- [What you will do]: Wherever "door" shows up in the records below, copy the whole line.

*** Records for processing ***

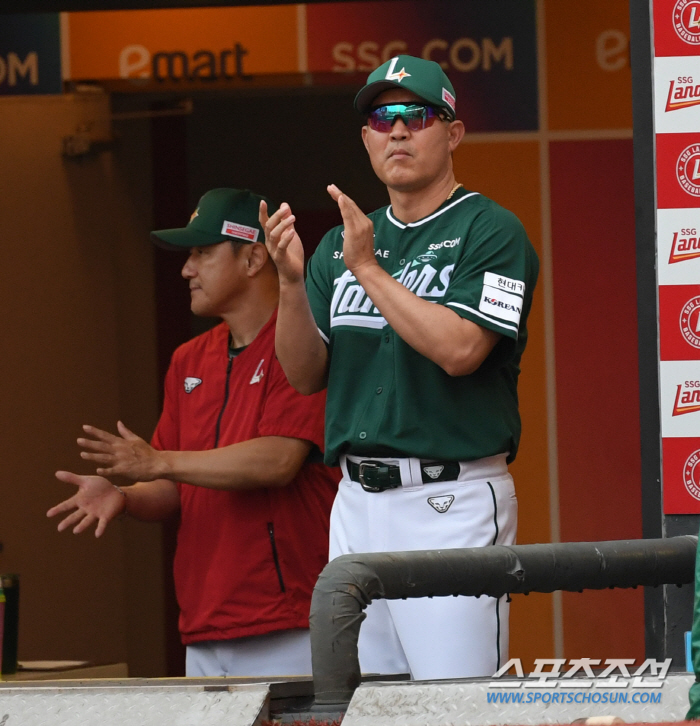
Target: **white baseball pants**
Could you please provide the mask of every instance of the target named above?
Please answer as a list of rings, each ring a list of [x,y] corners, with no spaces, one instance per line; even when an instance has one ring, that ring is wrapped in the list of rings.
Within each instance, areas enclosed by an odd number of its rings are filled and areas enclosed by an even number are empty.
[[[376,493],[350,480],[343,459],[344,476],[331,512],[330,559],[357,552],[514,544],[517,499],[505,459],[503,454],[463,463],[457,481],[422,484],[414,478],[406,486],[404,478],[403,487]],[[405,459],[372,460],[398,463],[402,473],[409,468]],[[490,676],[508,659],[506,600],[376,600],[360,629],[362,672],[410,673],[417,680]]]
[[[188,645],[186,652],[188,677],[311,675],[311,639],[307,629],[206,640]]]

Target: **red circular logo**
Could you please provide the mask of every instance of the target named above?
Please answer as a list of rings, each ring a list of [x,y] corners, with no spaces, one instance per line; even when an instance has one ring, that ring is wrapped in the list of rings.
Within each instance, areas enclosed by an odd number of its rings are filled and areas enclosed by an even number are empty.
[[[673,27],[681,40],[700,45],[700,0],[677,0],[673,8]]]
[[[683,337],[694,348],[700,348],[700,295],[691,297],[678,319]]]
[[[683,467],[683,483],[688,494],[700,500],[700,449],[694,451]]]
[[[678,183],[688,194],[700,197],[700,144],[686,146],[676,163]]]

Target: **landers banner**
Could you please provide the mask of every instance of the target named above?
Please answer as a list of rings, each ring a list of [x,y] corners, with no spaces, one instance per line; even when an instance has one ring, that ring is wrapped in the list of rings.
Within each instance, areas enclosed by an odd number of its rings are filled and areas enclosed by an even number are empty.
[[[659,382],[666,514],[700,513],[700,0],[654,0]]]

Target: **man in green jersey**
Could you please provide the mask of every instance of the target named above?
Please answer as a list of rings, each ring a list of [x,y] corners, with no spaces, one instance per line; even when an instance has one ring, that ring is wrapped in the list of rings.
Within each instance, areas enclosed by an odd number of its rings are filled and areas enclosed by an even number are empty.
[[[365,216],[335,185],[343,226],[309,261],[289,205],[267,217],[280,306],[276,351],[302,393],[328,387],[326,457],[344,478],[331,558],[512,544],[507,464],[538,261],[518,219],[454,177],[464,135],[437,63],[397,56],[355,99],[391,205]],[[490,675],[505,662],[504,598],[379,600],[360,631],[365,672]]]

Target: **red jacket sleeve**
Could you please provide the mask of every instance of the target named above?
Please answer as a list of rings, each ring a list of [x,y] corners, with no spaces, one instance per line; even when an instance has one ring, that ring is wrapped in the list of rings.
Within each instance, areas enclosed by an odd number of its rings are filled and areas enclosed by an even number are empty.
[[[326,392],[302,396],[287,381],[277,358],[270,366],[270,381],[258,432],[260,436],[304,439],[323,451]]]

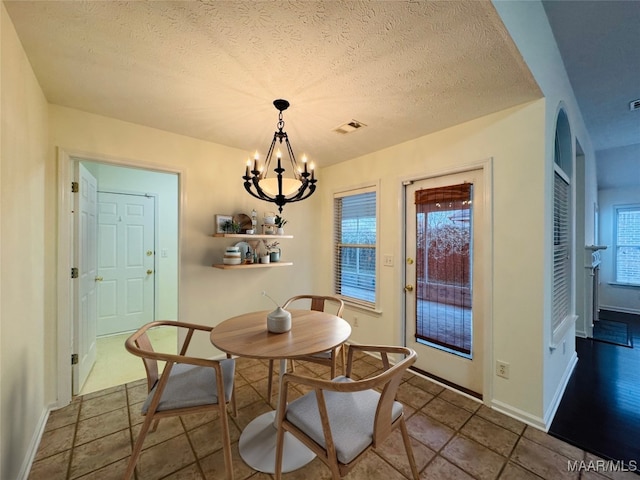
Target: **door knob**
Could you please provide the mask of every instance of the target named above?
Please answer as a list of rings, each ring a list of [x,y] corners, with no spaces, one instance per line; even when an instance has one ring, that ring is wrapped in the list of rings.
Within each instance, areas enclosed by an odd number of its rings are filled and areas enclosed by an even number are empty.
[[[406,285],[404,287],[405,292],[413,292],[413,285]]]
[[[151,275],[153,273],[153,270],[147,270],[147,275]]]
[[[96,282],[101,282],[101,281],[103,280],[103,278],[102,278],[102,277],[96,277],[94,280],[95,280]]]

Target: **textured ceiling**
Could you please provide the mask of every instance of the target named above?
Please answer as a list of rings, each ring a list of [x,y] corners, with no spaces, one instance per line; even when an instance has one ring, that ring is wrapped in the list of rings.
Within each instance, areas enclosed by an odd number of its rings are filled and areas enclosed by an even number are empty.
[[[486,0],[4,3],[49,102],[320,166],[541,97]]]

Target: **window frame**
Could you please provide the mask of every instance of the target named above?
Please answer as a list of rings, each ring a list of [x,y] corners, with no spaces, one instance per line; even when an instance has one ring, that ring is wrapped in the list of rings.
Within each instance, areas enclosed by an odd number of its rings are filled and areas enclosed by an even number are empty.
[[[551,224],[551,311],[550,311],[550,348],[555,349],[560,345],[565,335],[575,325],[577,320],[575,310],[576,279],[575,279],[575,145],[571,133],[569,117],[562,106],[556,115],[555,143],[553,150],[552,169],[552,224]],[[566,183],[567,203],[566,208],[566,258],[558,257],[557,248],[558,230],[556,229],[557,214],[557,188],[556,179]],[[557,279],[560,275],[559,281]]]
[[[621,248],[621,245],[618,243],[618,213],[621,211],[637,211],[640,212],[640,203],[631,203],[625,205],[614,205],[613,207],[613,284],[614,285],[622,285],[626,287],[640,287],[640,278],[637,283],[634,282],[622,282],[618,279],[618,250]],[[638,245],[623,245],[623,246],[634,246],[640,247]]]
[[[374,254],[374,259],[375,259],[375,268],[374,268],[374,282],[375,282],[375,286],[374,286],[374,299],[373,301],[369,301],[366,299],[361,299],[361,298],[357,298],[357,297],[353,297],[353,296],[349,296],[349,295],[345,295],[342,293],[342,290],[340,289],[341,287],[341,281],[339,281],[339,272],[342,270],[341,269],[341,264],[339,265],[340,262],[340,252],[341,252],[341,246],[339,245],[341,242],[339,241],[340,239],[338,238],[339,235],[339,212],[337,210],[337,203],[336,200],[341,199],[341,198],[346,198],[346,197],[354,197],[356,195],[361,195],[361,194],[365,194],[365,193],[375,193],[375,220],[376,220],[376,227],[375,227],[375,243],[373,244],[373,247],[369,247],[369,248],[373,248],[375,251]],[[340,217],[341,219],[342,217]],[[370,310],[370,311],[379,311],[378,310],[378,305],[379,305],[379,295],[380,295],[380,248],[379,248],[379,243],[380,243],[380,187],[378,183],[375,184],[366,184],[366,185],[362,185],[359,187],[351,187],[349,189],[345,189],[345,190],[340,190],[340,191],[336,191],[333,194],[333,235],[332,235],[332,242],[333,242],[333,275],[332,275],[332,289],[333,289],[333,293],[334,295],[338,296],[339,298],[341,298],[346,304],[348,305],[352,305],[358,308],[362,308],[365,310]],[[355,244],[354,244],[355,245]]]

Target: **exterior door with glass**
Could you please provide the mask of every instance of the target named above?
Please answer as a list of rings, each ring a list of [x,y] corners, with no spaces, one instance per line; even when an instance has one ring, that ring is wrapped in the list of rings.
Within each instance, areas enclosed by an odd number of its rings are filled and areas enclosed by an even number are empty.
[[[405,188],[406,344],[415,366],[482,395],[482,170]]]

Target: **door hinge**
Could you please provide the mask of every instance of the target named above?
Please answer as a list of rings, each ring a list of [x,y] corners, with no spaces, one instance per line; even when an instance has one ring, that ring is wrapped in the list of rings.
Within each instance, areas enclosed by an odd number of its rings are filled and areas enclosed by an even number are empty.
[[[78,182],[71,182],[71,193],[78,193],[80,191],[80,186]]]
[[[77,365],[78,364],[78,354],[77,353],[72,353],[71,354],[71,365]]]
[[[71,267],[71,278],[78,278],[78,268]]]

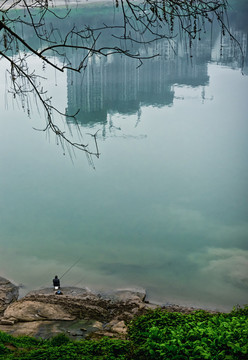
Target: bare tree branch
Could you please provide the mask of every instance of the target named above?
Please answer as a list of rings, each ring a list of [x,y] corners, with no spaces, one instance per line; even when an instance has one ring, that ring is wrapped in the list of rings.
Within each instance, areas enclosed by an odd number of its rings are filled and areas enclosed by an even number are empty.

*** End of Records for processing ***

- [Your solution]:
Target: **door knob**
Target: **exterior door with glass**
Target: **door hinge**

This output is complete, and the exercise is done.